#### WHAT TO DO:
Reproduce every line of the following data verbatim, from start to finish.
++++
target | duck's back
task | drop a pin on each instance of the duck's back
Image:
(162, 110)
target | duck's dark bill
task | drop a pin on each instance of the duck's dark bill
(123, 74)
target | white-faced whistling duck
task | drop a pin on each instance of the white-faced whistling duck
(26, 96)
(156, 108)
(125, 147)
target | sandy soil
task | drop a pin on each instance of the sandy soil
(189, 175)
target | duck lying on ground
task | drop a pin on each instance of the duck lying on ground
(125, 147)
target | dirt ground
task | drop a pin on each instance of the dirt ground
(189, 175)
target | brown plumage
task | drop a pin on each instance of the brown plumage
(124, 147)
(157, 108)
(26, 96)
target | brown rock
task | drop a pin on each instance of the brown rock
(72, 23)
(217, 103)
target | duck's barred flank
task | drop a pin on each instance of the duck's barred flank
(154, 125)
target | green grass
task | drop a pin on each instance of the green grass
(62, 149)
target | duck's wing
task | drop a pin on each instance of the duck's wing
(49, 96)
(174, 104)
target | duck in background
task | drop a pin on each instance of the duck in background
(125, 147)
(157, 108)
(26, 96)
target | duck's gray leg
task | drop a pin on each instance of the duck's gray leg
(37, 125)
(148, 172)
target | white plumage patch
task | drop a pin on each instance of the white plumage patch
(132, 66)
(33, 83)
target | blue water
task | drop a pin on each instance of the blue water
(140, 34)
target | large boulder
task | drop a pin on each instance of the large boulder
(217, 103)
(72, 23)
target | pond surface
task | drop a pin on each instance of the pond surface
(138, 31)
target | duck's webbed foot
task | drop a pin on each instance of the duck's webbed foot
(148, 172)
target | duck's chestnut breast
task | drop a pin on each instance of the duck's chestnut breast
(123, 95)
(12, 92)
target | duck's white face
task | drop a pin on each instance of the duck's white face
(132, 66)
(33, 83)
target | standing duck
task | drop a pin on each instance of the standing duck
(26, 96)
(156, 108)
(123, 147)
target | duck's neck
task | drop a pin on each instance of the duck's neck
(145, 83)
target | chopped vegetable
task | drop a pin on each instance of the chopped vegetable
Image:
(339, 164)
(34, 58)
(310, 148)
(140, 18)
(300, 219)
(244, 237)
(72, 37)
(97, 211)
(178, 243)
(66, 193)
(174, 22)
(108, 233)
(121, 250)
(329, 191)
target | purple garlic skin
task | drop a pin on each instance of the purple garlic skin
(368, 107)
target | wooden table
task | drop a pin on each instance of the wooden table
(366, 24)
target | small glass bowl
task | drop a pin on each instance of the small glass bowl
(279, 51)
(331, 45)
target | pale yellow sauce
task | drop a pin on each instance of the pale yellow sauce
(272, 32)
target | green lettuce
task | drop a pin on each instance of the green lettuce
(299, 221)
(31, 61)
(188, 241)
++++
#### ANSWER:
target | duck's back
task | drop a pin on each instance of the duck's back
Image:
(162, 110)
target | duck's dark bill
task | drop a pin on each instance of the duck's dark bill
(123, 74)
target | white-faced whistling duck
task | drop a pin on each instance of the white-faced whistling duck
(26, 96)
(156, 108)
(125, 147)
target | sandy soil
task | drop a pin on each instance of the sandy soil
(189, 175)
target | duck lying on ground
task | drop a pin on each instance of the duck lying on ground
(125, 147)
target | dirt ground
task | drop a pin on each instance of the dirt ground
(189, 175)
target | brown plumage
task | drop a pin on each instance of the brown plumage
(124, 147)
(157, 108)
(26, 96)
target | brown rock
task | drop a pin on each instance of the brown rock
(72, 23)
(217, 103)
target | duck's barred flank
task | drop a pin on each instance of the duck's barred flank
(154, 125)
target | green grass
task | drop a pin on each instance of the green grass
(62, 149)
target | duck's wing
task | drop a pin on each instance of the duck's wing
(49, 96)
(174, 104)
target | duck in background
task | drop a pin on each instance of the duck in background
(125, 147)
(157, 108)
(26, 96)
target | duck's gray leg
task | drop a pin on each instance of the duck's gray leg
(37, 125)
(148, 172)
target | white plumage patch
task | drop a pin on each instance of the white plumage patch
(132, 66)
(33, 83)
target | blue water
task | drop a pin on each instance of the blue water
(140, 34)
target | large boulder
task | drop a pin on each instance of the large boulder
(217, 103)
(72, 23)
target | pond surface
task | drop a pin on each instance of the pond surface
(138, 31)
target | duck's webbed foot
task | drop a pin on each instance of the duck's webbed foot
(148, 172)
target | duck's chestnut breast
task | drop a pin on each instance of the duck's chestnut breast
(123, 95)
(12, 92)
target | duck's white face
task | drop a pin on each instance of the duck's white face
(132, 66)
(33, 83)
target | standing duck
task | drop a pin on each instance of the standing duck
(26, 96)
(156, 108)
(123, 147)
target | duck's neck
task | drop a pin on each instance of the duck's neck
(145, 83)
target | chopped vegetable
task | drop a pin on each instance of the chopped vegetable
Image:
(339, 164)
(34, 58)
(310, 148)
(140, 18)
(300, 219)
(244, 237)
(72, 37)
(97, 211)
(178, 243)
(66, 193)
(174, 22)
(108, 233)
(121, 250)
(329, 191)
target | purple garlic skin
task | drop a pin on each instance of the purple garlic skin
(368, 107)
target | wooden table
task | drop a pin on each instance of the wooden table
(366, 24)
target | small glass bowl
task | drop a pin on each instance of the small glass bowl
(279, 51)
(331, 45)
target | pale yellow sauce
task | drop a pin on each instance of the pale yellow sauce
(272, 32)
target | green lettuce
task | drop a pin on each instance of the green lettuce
(299, 221)
(31, 61)
(188, 241)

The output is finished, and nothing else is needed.